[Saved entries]
════════════════════
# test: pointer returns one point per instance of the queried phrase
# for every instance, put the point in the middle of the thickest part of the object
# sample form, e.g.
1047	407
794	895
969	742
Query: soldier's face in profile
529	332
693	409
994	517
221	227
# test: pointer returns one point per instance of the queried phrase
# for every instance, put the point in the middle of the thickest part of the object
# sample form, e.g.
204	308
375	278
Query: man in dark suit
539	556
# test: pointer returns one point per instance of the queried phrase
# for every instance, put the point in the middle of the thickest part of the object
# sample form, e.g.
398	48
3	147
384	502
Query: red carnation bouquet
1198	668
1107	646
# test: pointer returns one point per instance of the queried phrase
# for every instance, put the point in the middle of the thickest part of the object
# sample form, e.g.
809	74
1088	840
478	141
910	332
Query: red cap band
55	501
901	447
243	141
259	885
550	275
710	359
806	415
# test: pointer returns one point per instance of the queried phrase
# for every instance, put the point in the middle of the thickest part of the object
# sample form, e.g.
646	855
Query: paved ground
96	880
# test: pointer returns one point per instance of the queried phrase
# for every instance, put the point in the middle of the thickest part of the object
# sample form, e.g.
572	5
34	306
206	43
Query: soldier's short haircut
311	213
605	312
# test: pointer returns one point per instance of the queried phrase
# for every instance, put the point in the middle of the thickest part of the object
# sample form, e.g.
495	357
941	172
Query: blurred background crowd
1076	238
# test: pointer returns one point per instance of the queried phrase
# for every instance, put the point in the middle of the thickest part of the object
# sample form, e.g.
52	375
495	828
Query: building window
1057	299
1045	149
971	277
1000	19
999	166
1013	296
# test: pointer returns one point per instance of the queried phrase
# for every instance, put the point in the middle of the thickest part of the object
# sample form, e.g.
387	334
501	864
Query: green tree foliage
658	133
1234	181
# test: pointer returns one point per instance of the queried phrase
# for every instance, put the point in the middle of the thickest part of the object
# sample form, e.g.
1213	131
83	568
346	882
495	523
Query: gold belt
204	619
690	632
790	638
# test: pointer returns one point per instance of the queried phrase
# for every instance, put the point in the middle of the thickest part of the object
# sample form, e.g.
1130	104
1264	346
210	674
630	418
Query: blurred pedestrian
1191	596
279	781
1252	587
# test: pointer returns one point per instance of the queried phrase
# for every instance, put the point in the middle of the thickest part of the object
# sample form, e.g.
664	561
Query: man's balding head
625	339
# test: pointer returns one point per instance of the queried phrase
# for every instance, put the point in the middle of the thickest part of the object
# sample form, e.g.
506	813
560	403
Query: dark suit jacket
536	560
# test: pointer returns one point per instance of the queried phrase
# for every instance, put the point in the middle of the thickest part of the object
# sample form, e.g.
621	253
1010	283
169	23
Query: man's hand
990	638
════════════════════
*Work instruction*: Please transcribe the entries above exactly as written.

*Output below*:
# test: pointer returns one point per instance of the queried phrase
# for every instance, put the point in the middle of the thickest part of the object
# sample form, e.g.
1047	407
794	895
969	742
Query: soldier's face in profile
529	332
693	409
994	517
221	227
# test: pointer returns one point per instance of the queried phrase
# for every instance, put the point in the middle of the thickest part of the object
# sample form, e.g.
204	308
375	278
Query: man in dark suit
539	556
# test: pointer returns one point per instance of the queried phrase
# for every instance, put the point in the middle of the thickest part of the object
# sample form, e.g.
398	48
3	147
384	502
Query: red carnation bouquet
1198	668
1107	646
# test: pointer returns one point per instance of the queried phrase
# for every instance, put the point in the middle of the thickest part of the object
# sample form, e.g.
809	74
1088	840
478	141
910	332
Query: red cap band
55	501
901	447
243	141
259	885
550	275
710	359
806	415
# test: pointer returns one point per instance of the queried phrase
# for every instance, put the point in the middle of the thickest part of the object
# sample form, e.g.
646	855
Query: paved ground
96	880
# test: pointer returns one point per instance of the queried phrase
# for every instance, put the point in the middle of the thickest part of the object
# sample form, e.g.
572	5
34	306
206	43
Query: soldier's short haircut
311	213
605	312
# test: pointer returns one point per instance of the queried phrase
# for every instance, put the point in the middle of the thickest part of the object
# sample form, e.g.
495	357
941	172
Query: blurred background crowd
1076	238
# test: pointer returns one point per instance of the queried phrase
# for every instance, put the point in the middle of the thickest part of the object
# sample form, e.g.
52	375
495	828
Query: building window
1057	299
1045	149
971	277
1000	19
999	166
1013	296
# test: pointer returns one point per instance of the queried phrase
# for every instance, put the point in the middle of the thickest part of the object
# sample form, e.g.
387	334
501	864
Query: green tree foliage
658	133
1234	181
# test: pointer returns one point per instance of the queried phrase
# for every instance, put the point in the middle of the thickest part of the object
# sample form, e.g.
1213	131
83	568
346	882
495	523
Query: gold belt
204	619
690	632
790	638
# test: pointer returns one point per instance of the queried phrase
# for every instance, put the point in the middle of the thickest part of the object
# sample form, e.g.
1130	104
1264	346
210	674
630	418
Query: blurred pedestrian
1191	596
279	781
1252	587
# test: pointer returns one point per instance of the queried phrase
# for every instance, put the point in the middle of the thickest part of the object
# sample form, e.g.
664	561
Query: man's balding head
625	339
# test: pointer returns one point per instance of the queried phrase
# for every instance, put the point in the middle of the thickest part of the object
# sample form, e.g.
506	813
560	403
Query: dark suit jacket
536	560
# test: pointer returns one point per instance of the queried phrase
# for every instance, put the point in the middle of the thickest part of the object
# sample form, e.g.
621	253
1010	283
169	23
Query: man's hand
990	638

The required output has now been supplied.